---------- Exercise material ----------
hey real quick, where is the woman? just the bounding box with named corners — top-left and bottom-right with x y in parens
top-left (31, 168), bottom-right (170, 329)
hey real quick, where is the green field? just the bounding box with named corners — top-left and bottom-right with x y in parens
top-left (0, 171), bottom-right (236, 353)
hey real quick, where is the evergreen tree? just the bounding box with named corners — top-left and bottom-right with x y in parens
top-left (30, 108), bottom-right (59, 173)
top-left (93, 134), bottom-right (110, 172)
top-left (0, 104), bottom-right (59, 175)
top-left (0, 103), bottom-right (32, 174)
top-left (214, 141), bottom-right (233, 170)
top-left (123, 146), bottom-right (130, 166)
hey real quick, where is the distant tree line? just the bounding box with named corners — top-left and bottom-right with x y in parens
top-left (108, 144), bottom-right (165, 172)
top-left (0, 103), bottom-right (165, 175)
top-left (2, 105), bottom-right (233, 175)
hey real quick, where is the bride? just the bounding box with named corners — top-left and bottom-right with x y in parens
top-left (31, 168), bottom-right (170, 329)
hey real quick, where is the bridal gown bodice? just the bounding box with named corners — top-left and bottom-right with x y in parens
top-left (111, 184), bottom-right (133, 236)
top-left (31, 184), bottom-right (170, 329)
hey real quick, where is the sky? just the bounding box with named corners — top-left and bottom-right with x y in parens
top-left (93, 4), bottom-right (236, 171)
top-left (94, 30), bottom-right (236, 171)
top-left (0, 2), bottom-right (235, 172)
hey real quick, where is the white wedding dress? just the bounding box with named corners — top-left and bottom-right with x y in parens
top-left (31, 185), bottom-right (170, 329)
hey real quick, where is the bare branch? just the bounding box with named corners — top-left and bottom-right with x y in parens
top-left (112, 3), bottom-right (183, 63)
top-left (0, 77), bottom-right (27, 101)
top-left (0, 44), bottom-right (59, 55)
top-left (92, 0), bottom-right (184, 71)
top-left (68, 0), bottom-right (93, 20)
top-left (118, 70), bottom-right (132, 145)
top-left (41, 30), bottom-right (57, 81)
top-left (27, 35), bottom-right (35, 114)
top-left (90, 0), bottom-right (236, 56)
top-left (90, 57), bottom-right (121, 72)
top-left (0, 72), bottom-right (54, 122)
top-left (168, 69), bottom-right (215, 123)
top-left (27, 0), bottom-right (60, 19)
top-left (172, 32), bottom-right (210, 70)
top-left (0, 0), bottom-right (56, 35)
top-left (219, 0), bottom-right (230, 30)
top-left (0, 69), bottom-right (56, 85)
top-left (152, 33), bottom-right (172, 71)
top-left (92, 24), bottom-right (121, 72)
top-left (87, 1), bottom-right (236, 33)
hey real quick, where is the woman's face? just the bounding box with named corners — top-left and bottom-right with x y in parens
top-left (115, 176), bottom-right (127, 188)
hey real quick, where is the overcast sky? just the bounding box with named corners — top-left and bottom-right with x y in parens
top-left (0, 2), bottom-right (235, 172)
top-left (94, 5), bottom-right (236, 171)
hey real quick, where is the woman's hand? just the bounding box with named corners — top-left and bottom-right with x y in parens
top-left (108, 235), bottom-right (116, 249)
----------
Print the entries exactly.

Answer
hey real quick, where is the woman? just the bounding box with named corners — top-left and bottom-right with x y in parens
top-left (31, 168), bottom-right (170, 329)
hey real quick, where is the green field? just the bounding box with named corners — top-left and bottom-right with x y in parens
top-left (0, 171), bottom-right (236, 353)
hey real quick, where is the evergreen tree? just the bounding box with named corners — top-left and bottom-right with x y in parens
top-left (30, 108), bottom-right (59, 173)
top-left (93, 134), bottom-right (110, 172)
top-left (0, 104), bottom-right (59, 175)
top-left (0, 103), bottom-right (32, 174)
top-left (214, 141), bottom-right (233, 170)
top-left (123, 146), bottom-right (130, 166)
hey real quick, where is the distant tree line? just the bounding box with named corners — top-left and bottom-right with x y in parens
top-left (108, 144), bottom-right (165, 172)
top-left (0, 103), bottom-right (165, 175)
top-left (2, 105), bottom-right (233, 175)
hey real quick, where is the bride? just the bounding box with named corners — top-left and bottom-right with x y in parens
top-left (31, 168), bottom-right (170, 329)
hey real quick, where is the bridal gown bodice? just the bounding box with named corners — top-left and bottom-right with x y in parens
top-left (111, 184), bottom-right (133, 236)
top-left (31, 184), bottom-right (170, 329)
hey real quick, where is the sky? just the bounding box with named corners — top-left and bottom-right with x y in parens
top-left (93, 4), bottom-right (236, 171)
top-left (94, 30), bottom-right (236, 171)
top-left (0, 2), bottom-right (235, 172)
hey real quick, where is the white wedding dress? just the bounding box with named corners — top-left and bottom-right with x y in parens
top-left (31, 185), bottom-right (170, 329)
hey real quick, where is the bare branch? just the bounding box with named corners — top-left and bottom-right with x y in parens
top-left (112, 3), bottom-right (183, 63)
top-left (0, 77), bottom-right (27, 101)
top-left (0, 44), bottom-right (59, 55)
top-left (92, 0), bottom-right (184, 71)
top-left (68, 0), bottom-right (93, 20)
top-left (118, 70), bottom-right (132, 145)
top-left (41, 30), bottom-right (57, 81)
top-left (27, 35), bottom-right (35, 114)
top-left (90, 0), bottom-right (236, 56)
top-left (90, 57), bottom-right (121, 72)
top-left (0, 72), bottom-right (54, 122)
top-left (168, 69), bottom-right (215, 123)
top-left (27, 0), bottom-right (60, 19)
top-left (172, 32), bottom-right (210, 70)
top-left (0, 0), bottom-right (56, 35)
top-left (219, 0), bottom-right (230, 30)
top-left (0, 69), bottom-right (56, 85)
top-left (152, 33), bottom-right (172, 71)
top-left (92, 24), bottom-right (121, 72)
top-left (87, 1), bottom-right (236, 33)
hey real quick, where is the woman's face? just the bounding box with named corners — top-left and bottom-right with x y in parens
top-left (115, 176), bottom-right (127, 188)
hey real quick, where is the overcast sky? just the bounding box with named corners — top-left and bottom-right with x y in parens
top-left (0, 2), bottom-right (235, 172)
top-left (94, 5), bottom-right (236, 171)
hey real quick, where is the woman's hand? just the bounding box with named corners — top-left and bottom-right with x y in parens
top-left (108, 235), bottom-right (116, 249)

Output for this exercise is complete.